--- RECORDS FOR THE EXERCISE Enclosed Below ---

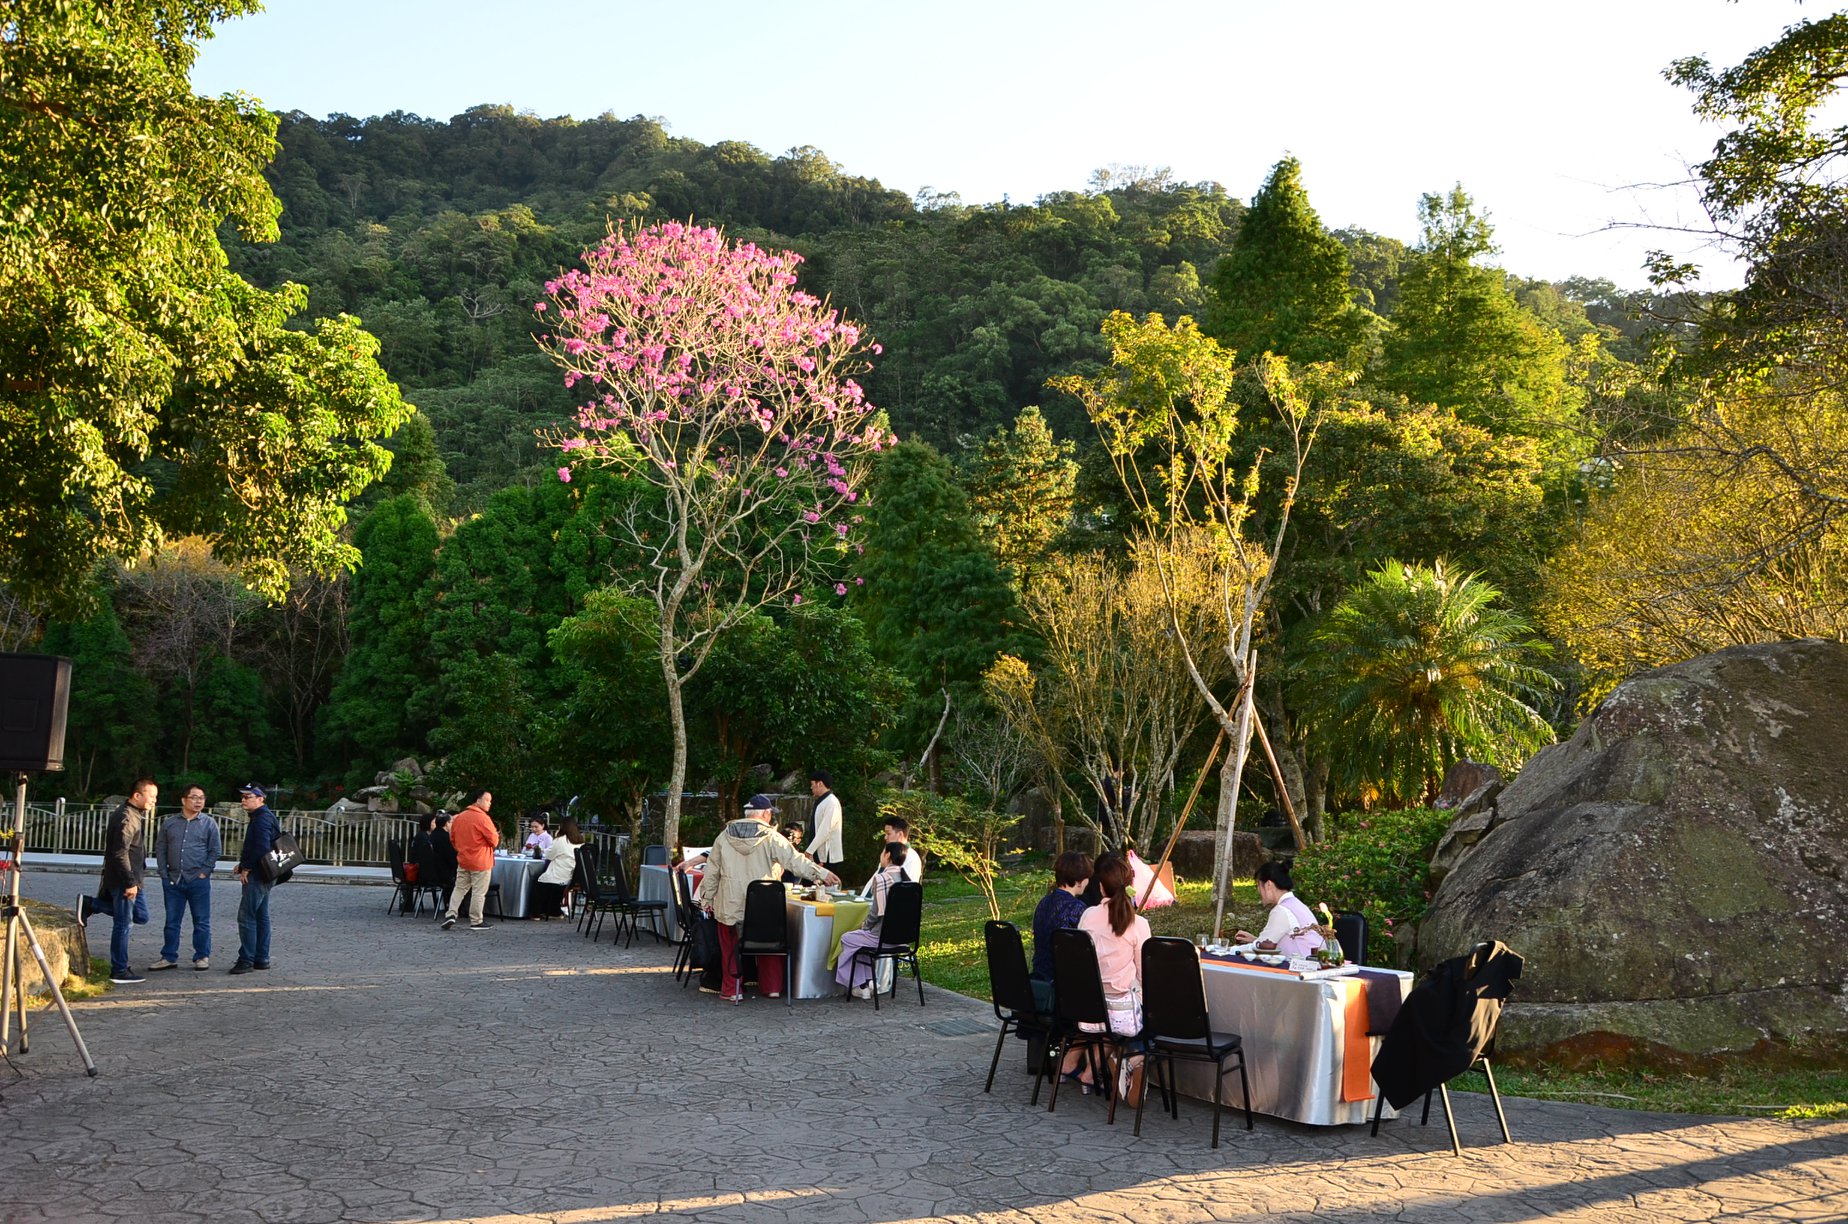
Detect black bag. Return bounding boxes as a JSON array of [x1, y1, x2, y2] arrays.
[[258, 832, 306, 884]]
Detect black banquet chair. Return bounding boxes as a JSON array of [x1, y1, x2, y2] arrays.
[[1046, 927, 1138, 1123], [641, 843, 669, 867], [1371, 939, 1522, 1155], [605, 860, 669, 948], [844, 881, 924, 1011], [1137, 936, 1253, 1147], [983, 920, 1057, 1102], [737, 879, 792, 1006], [1334, 911, 1369, 967]]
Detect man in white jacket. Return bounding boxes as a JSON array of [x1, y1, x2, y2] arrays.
[[808, 770, 845, 882]]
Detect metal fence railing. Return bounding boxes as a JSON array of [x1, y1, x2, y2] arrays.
[[18, 800, 632, 870]]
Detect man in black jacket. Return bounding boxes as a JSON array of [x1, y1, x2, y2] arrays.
[[93, 777, 157, 984], [230, 783, 279, 975]]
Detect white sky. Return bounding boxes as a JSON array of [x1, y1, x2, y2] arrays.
[[190, 0, 1822, 290]]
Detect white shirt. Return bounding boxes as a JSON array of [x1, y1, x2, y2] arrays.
[[1257, 891, 1327, 957], [537, 837, 576, 885], [809, 791, 843, 863], [525, 831, 553, 853]]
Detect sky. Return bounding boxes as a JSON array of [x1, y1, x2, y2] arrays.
[[189, 0, 1818, 291]]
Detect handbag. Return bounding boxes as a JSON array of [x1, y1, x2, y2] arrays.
[[403, 861, 420, 884], [258, 832, 306, 883]]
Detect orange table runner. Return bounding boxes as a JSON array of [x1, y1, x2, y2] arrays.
[[1339, 978, 1374, 1102]]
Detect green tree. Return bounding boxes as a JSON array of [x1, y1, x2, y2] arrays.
[[857, 442, 1026, 781], [1376, 187, 1582, 467], [39, 597, 159, 797], [1206, 156, 1367, 365], [319, 495, 441, 780], [0, 1, 411, 614], [1309, 560, 1556, 805], [963, 406, 1078, 585], [428, 653, 556, 823]]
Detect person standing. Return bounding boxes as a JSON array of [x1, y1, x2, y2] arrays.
[[93, 777, 156, 984], [807, 770, 844, 882], [150, 783, 220, 971], [441, 789, 500, 931], [230, 783, 279, 975], [697, 794, 837, 1002]]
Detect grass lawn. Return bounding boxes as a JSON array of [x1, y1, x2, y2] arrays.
[[914, 866, 1848, 1120]]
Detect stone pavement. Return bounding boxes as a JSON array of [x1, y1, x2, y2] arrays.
[[1, 875, 1844, 1223]]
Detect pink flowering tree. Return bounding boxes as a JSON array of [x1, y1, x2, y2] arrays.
[[538, 222, 893, 851]]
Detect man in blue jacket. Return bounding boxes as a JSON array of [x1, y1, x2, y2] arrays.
[[149, 783, 221, 971], [230, 783, 278, 976]]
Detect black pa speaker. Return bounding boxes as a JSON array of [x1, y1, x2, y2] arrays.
[[0, 653, 71, 772]]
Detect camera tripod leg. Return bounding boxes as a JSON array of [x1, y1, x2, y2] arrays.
[[0, 910, 97, 1075], [0, 907, 19, 1052]]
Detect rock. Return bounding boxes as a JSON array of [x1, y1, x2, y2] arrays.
[[1424, 778, 1505, 892], [1416, 639, 1848, 1069], [389, 757, 423, 780], [1168, 831, 1266, 882], [12, 899, 86, 997], [1434, 761, 1502, 809], [325, 797, 362, 817]]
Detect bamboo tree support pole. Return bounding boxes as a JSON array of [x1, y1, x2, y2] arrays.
[[1136, 727, 1226, 911], [1250, 713, 1307, 851]]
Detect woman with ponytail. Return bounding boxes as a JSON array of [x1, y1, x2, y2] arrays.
[[1059, 852, 1150, 1093]]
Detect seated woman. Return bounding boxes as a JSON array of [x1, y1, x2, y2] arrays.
[[528, 818, 582, 920], [834, 841, 907, 1000], [1029, 850, 1093, 1010], [1061, 853, 1149, 1095], [423, 813, 458, 911], [523, 815, 553, 856], [1233, 860, 1327, 957]]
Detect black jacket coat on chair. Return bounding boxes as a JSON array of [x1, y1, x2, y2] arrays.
[[1372, 940, 1523, 1110]]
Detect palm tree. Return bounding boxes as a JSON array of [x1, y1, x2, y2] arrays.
[[1309, 560, 1556, 805]]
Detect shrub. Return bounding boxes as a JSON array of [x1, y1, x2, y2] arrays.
[[1291, 807, 1453, 964]]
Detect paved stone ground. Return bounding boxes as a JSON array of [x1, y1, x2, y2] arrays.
[[1, 876, 1844, 1223]]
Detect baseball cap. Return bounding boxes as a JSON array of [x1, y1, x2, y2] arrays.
[[746, 793, 776, 813], [239, 782, 266, 798]]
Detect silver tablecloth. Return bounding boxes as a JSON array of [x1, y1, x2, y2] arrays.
[[489, 855, 544, 919], [636, 864, 677, 939], [786, 899, 841, 999], [1164, 962, 1412, 1126]]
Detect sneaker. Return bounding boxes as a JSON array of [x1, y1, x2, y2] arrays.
[[148, 959, 179, 971], [253, 962, 270, 970], [851, 983, 874, 1000], [110, 972, 146, 984], [228, 962, 253, 975], [440, 916, 456, 930], [468, 923, 490, 931], [193, 958, 210, 970], [697, 985, 721, 995], [765, 991, 782, 999]]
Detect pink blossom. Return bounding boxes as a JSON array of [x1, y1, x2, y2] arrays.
[[834, 583, 847, 596], [557, 467, 572, 483], [792, 594, 804, 605]]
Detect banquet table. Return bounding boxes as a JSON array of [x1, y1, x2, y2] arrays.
[[489, 853, 545, 919], [1162, 958, 1413, 1126], [785, 894, 872, 999]]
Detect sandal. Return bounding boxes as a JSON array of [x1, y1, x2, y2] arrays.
[[1061, 1070, 1094, 1096]]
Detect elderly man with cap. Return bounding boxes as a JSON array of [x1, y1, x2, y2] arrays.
[[230, 783, 279, 975], [697, 793, 837, 1003]]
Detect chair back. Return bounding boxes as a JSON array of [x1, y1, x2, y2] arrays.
[[574, 848, 602, 902], [741, 879, 787, 946], [1050, 927, 1109, 1027], [605, 859, 633, 902], [1140, 936, 1211, 1041], [984, 921, 1037, 1021], [1335, 911, 1369, 967], [641, 843, 669, 867], [878, 881, 923, 949], [675, 867, 699, 930], [387, 839, 407, 884]]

--- End of Enclosed RECORDS FOR THE EXERCISE ---

◆ WHAT TO PRODUCE: Copy the data above word for word. Pictures stay out.

◆ ANSWER FOR THIS EXERCISE:
Detect black bag. Return bounding boxes as a JSON array of [x1, y1, x2, y2] arrays.
[[258, 832, 306, 884]]
Detect black banquet chair. Return bounding boxes as a JSON array of [x1, y1, x2, y2] arrays.
[[1046, 927, 1138, 1123], [641, 843, 669, 867], [1371, 939, 1522, 1155], [605, 860, 669, 948], [844, 881, 924, 1011], [1137, 936, 1253, 1147], [983, 920, 1057, 1102], [737, 879, 792, 1006], [1334, 911, 1369, 967]]
Detect man in white jacket. Return bounding boxes as a JSON array of [x1, y1, x2, y2] arrays.
[[808, 770, 845, 882]]
Detect metal fence railing. Return bounding boxes as a JSON array of [x1, y1, x2, y2] arrays.
[[18, 800, 632, 870]]
Detect man in black jacket. Return bounding boxes as a JSON array of [x1, y1, x2, y2] arrays.
[[93, 777, 157, 984], [230, 783, 279, 975]]
Detect white sky. Return bounding boxes as a JSON array of [x1, y1, x2, y2] arrays.
[[190, 0, 1822, 290]]
Detect white shirt. Return bounding boxes as a JSON array of [x1, y1, x2, y2] arrays.
[[1257, 891, 1327, 957], [537, 837, 576, 885], [809, 791, 843, 863], [525, 831, 553, 853]]
Detect sky. Return bounding boxes as a JSON array of [x1, y1, x2, y2] arrays.
[[189, 0, 1818, 291]]
Detect handbag. Return bounding boxes as a JSON array of [x1, y1, x2, y2] arrays.
[[403, 861, 420, 884], [258, 832, 306, 883]]
Detect orange table runner. Return bounding boxes as a JSON array of [x1, y1, x2, y2] arrays.
[[1339, 978, 1374, 1102]]
Detect green tree. Return bounding boxes as a JSON array of [x1, y1, x2, y2] arrays.
[[857, 442, 1026, 781], [1376, 187, 1582, 467], [39, 597, 159, 797], [1206, 156, 1367, 365], [319, 495, 441, 780], [0, 1, 411, 614], [1309, 560, 1556, 805], [963, 406, 1078, 585], [428, 653, 556, 823]]
Detect person standing. Return bounding boxes as a JSON array of [x1, y1, x2, y2] arrays.
[[93, 777, 156, 984], [807, 770, 844, 882], [150, 783, 220, 971], [441, 789, 500, 931], [230, 783, 279, 975], [697, 794, 837, 1002]]
Detect grass lawn. Return bounding boxes as a JSON array of [x1, y1, x2, y2] arrays.
[[914, 866, 1848, 1120]]
Detect stone pavement. Return bounding boxes as a JSON array of [x1, y1, x2, y2] arrays.
[[1, 875, 1844, 1223]]
Detect pink flowering tree. Return bounding boxes as a JSON array of [x1, y1, x2, y2] arrays.
[[538, 222, 893, 851]]
Detect man in blue jacket. Return bounding boxes as a JSON array of [x1, y1, x2, y2] arrays.
[[149, 783, 221, 971], [230, 783, 278, 976]]
Detect black pa speaker. Return bounding boxes as a JSON array of [x1, y1, x2, y2] arrays.
[[0, 653, 71, 772]]
Detect camera tripod leg. Return bounding boxes as a JSON array of [x1, y1, x2, y2] arrays.
[[0, 910, 97, 1075], [0, 907, 19, 1052]]
Detect rock. Return bounding boxes as a JSON array of [x1, y1, x2, y2] arrays.
[[1424, 778, 1505, 892], [1416, 639, 1848, 1069], [389, 757, 423, 780], [1168, 831, 1266, 882], [12, 899, 86, 997], [1434, 761, 1502, 809], [325, 797, 362, 817]]
Detect bamboo tree support pole. Return bounding boxes as a JSON array of [x1, y1, x2, y2] arrays.
[[1136, 727, 1226, 911], [1250, 713, 1307, 851]]
Detect woman with ponytail. Return bounding boxes as a JSON array of [x1, y1, x2, y2] arrays.
[[1059, 852, 1150, 1093]]
Detect seated woman. Return bounding boxes as a JSON array of [x1, y1, x2, y2] arrays.
[[528, 818, 582, 920], [834, 841, 907, 1000], [1029, 850, 1093, 1010], [1061, 853, 1149, 1095], [423, 813, 458, 911], [523, 815, 553, 856], [1233, 860, 1327, 957]]
Detect black jacket coat on chair. Return bounding boxes as a JSON array of [x1, y1, x2, y2] arrays.
[[1372, 940, 1523, 1110]]
Detect palm tree. Return bounding boxes as a JSON array of [x1, y1, x2, y2] arrays.
[[1309, 560, 1556, 805]]
Detect shrub. Return bounding boxes as a JSON array of [x1, y1, x2, y2] arrays.
[[1291, 807, 1453, 964]]
Detect paved stone ground. Return bounding boxes as a JSON array of [x1, y1, x2, y2] arrays.
[[1, 876, 1844, 1223]]
Detect baseball cap. Return bounding boxes as a JSON array of [x1, y1, x2, y2] arrays.
[[746, 793, 776, 813], [239, 782, 266, 798]]
Detect silver tablecloth. Return bounding boxes as a JSON array of [x1, y1, x2, y2] arrays.
[[489, 855, 544, 919], [636, 864, 677, 939], [786, 899, 841, 999], [1164, 962, 1412, 1126]]
Detect sneaker. Return bounding boxes as a JSON array of [x1, y1, x2, y2] arrays.
[[148, 959, 179, 971], [253, 962, 270, 970], [851, 983, 874, 1000], [110, 972, 146, 984], [228, 962, 253, 975], [440, 916, 456, 930], [468, 923, 490, 931], [193, 958, 210, 970], [697, 985, 721, 995], [765, 991, 782, 999]]
Detect pink blossom. Return bounding boxes as a JSON array of [x1, y1, x2, y2] arrays.
[[834, 583, 847, 596], [557, 467, 572, 483], [792, 594, 804, 605]]
Detect banquet table. Return bounding boxes as a JSON array of [x1, y1, x2, y2] arrays.
[[489, 853, 545, 919], [1162, 958, 1413, 1126], [785, 894, 872, 999]]
Detect sandal. Return bounding boxes as a JSON array of [x1, y1, x2, y2] arrays.
[[1061, 1070, 1094, 1096]]
Detect elderly man with cap. Return bounding boxes as a JSON array of [x1, y1, x2, y2] arrays.
[[230, 783, 279, 975], [697, 793, 837, 1003]]
Detect chair back. Return bounding boxes as a JSON array of [x1, y1, x2, y2] arrays.
[[574, 848, 602, 902], [741, 879, 787, 946], [1050, 927, 1109, 1027], [605, 859, 633, 902], [1140, 936, 1211, 1041], [984, 921, 1037, 1021], [1335, 911, 1369, 967], [641, 843, 669, 867], [878, 881, 923, 949], [675, 867, 699, 930], [387, 839, 407, 884]]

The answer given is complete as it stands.